Natural language region descriptions
##########

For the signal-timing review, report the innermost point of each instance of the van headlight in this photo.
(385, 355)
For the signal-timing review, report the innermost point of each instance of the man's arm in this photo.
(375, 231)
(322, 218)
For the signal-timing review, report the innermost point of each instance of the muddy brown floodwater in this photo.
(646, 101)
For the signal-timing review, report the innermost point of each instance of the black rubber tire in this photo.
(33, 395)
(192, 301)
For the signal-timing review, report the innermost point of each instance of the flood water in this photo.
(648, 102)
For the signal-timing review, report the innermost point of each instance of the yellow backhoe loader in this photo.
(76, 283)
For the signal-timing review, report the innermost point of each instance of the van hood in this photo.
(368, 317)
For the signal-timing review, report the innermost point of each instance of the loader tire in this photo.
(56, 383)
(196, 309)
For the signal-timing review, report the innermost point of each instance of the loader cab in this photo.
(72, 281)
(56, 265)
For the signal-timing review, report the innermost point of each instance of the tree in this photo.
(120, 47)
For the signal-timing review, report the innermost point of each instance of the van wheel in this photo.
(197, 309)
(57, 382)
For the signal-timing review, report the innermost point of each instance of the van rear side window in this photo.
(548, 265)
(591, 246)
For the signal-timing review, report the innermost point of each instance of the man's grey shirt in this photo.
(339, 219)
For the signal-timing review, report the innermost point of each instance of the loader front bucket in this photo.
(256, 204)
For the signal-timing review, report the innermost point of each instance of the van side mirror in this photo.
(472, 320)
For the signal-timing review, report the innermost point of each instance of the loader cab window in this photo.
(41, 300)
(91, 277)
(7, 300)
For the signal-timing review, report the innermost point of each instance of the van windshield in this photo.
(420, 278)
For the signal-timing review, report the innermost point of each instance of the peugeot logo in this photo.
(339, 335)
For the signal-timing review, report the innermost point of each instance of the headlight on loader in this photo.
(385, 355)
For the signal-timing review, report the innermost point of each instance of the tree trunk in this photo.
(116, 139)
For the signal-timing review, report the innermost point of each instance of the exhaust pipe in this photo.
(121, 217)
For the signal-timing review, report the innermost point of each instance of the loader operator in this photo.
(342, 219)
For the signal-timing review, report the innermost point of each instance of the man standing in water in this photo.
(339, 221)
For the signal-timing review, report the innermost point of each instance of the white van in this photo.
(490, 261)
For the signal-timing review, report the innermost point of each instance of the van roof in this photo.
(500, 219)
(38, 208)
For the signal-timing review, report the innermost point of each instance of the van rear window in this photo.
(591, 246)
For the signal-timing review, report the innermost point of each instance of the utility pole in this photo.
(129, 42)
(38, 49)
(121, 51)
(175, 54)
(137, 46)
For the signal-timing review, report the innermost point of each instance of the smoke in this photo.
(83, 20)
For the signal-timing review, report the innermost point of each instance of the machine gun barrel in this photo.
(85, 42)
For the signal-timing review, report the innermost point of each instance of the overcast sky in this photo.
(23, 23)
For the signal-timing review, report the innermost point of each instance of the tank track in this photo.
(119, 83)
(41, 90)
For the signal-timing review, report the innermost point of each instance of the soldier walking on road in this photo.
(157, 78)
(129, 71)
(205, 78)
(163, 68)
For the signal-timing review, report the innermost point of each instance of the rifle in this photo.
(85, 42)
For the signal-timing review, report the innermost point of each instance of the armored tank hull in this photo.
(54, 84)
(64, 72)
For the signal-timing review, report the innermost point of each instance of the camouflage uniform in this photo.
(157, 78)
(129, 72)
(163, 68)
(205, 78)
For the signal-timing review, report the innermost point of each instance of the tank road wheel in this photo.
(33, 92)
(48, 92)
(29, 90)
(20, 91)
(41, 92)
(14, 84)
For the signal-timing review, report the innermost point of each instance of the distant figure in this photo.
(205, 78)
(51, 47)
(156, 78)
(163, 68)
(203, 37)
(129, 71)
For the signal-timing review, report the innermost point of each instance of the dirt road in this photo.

##########

** WHAT YOU SHOULD DO **
Print all of the records, leaving each one exactly as it appears above.

** TASK OUTPUT **
For the signal-timing review, report the innermost point of each instance of the van headlight in this photo.
(385, 355)
For the signal-timing review, report the innermost point of each instance of the man's arm in this photo.
(375, 231)
(322, 218)
For the signal-timing review, report the innermost point of each instance of the muddy brown floodwater in this photo.
(646, 101)
For the signal-timing review, report the innermost point of each instance of the black rubber tire in this photo.
(33, 395)
(192, 301)
For the signal-timing review, report the innermost point of each instance of the flood water in this photo.
(648, 102)
For the signal-timing review, report the innermost point of each instance of the yellow backhoe loader in this photo.
(76, 283)
For the signal-timing review, report the innermost point of each instance of the van hood in this photo.
(368, 317)
For the signal-timing review, report the innermost point of each instance of the loader tire in this photo.
(56, 383)
(196, 309)
For the signal-timing review, report the innermost point of each instance of the loader cab in this photo.
(72, 281)
(56, 265)
For the signal-timing review, report the innermost point of each instance of the tree in this photo.
(120, 47)
For the signal-timing review, report the innermost point of each instance of the van wheel in this photo.
(197, 309)
(57, 382)
For the signal-timing review, report the innermost point of each instance of the van rear side window in this photo.
(548, 265)
(591, 246)
For the signal-timing review, report the innermost point of each instance of the man's grey shirt in this photo.
(339, 219)
For the signal-timing review, report the innermost point of each instance of the loader front bucket in this photo.
(256, 204)
For the signal-timing review, report the innermost point of each instance of the van side mirror in this photo.
(472, 320)
For the signal-timing review, report the innermost point of each instance of the loader cab window in this photo.
(41, 300)
(91, 277)
(7, 300)
For the signal-timing review, report the innermost point of each instance of the van windshield in this photo.
(420, 278)
For the signal-timing review, report the innermost point of each instance of the peugeot logo in this photo.
(339, 335)
For the signal-timing review, report the innermost point of each instance of the headlight on loader in this photo.
(385, 355)
For the signal-timing review, report the innermost point of each instance of the tree trunk in this photo.
(116, 139)
For the signal-timing review, report the innermost point of each instance of the exhaust pipe in this photo.
(121, 217)
For the signal-timing review, report the innermost point of each instance of the loader operator in this photo.
(342, 219)
For the signal-timing review, report the innermost point of each instance of the man standing in water in this photo.
(339, 221)
For the signal-timing review, report the innermost point of each instance of the white van in this photo.
(490, 261)
For the signal-timing review, report the innermost point of each instance of the van roof in this photo.
(500, 219)
(38, 208)
For the signal-timing review, report the innermost point of each instance of the van rear window in this photo.
(591, 246)
For the signal-timing review, report the innermost point of each instance of the utility pole in this photo.
(129, 42)
(38, 49)
(121, 51)
(175, 54)
(137, 46)
For the signal-timing review, report the innermost point of each instance of the smoke in this photo.
(83, 20)
For the signal-timing review, report the innermost point of each instance of the machine gun barrel in this photo.
(85, 42)
For the signal-timing review, report the innermost point of each instance of the overcast sky in this photo.
(23, 23)
For the signal-timing review, report the innermost point of each instance of the tank track in this photo.
(119, 83)
(41, 90)
For the signal-timing review, report the innermost point of each instance of the soldier walking on road in this photo.
(157, 78)
(129, 71)
(205, 78)
(163, 68)
For the signal-timing review, report the innermost point of each instance of the rifle in this photo.
(85, 42)
For the signal-timing review, report the innermost point of each instance of the armored tank hull in this photo.
(54, 84)
(64, 72)
For the signal-timing review, report the innermost point of each instance of the camouflage uniform in this photo.
(157, 78)
(129, 72)
(163, 68)
(205, 78)
For the signal-timing review, report the innermost point of each instance of the tank road wheel in this photo.
(33, 92)
(48, 92)
(29, 90)
(20, 91)
(41, 92)
(14, 84)
For the signal-timing review, report the innermost point of each instance of the distant figure in this photo.
(205, 78)
(51, 47)
(156, 78)
(163, 68)
(203, 37)
(129, 71)
For the signal-timing review, report the innermost point of each instance of the dirt road in this photo.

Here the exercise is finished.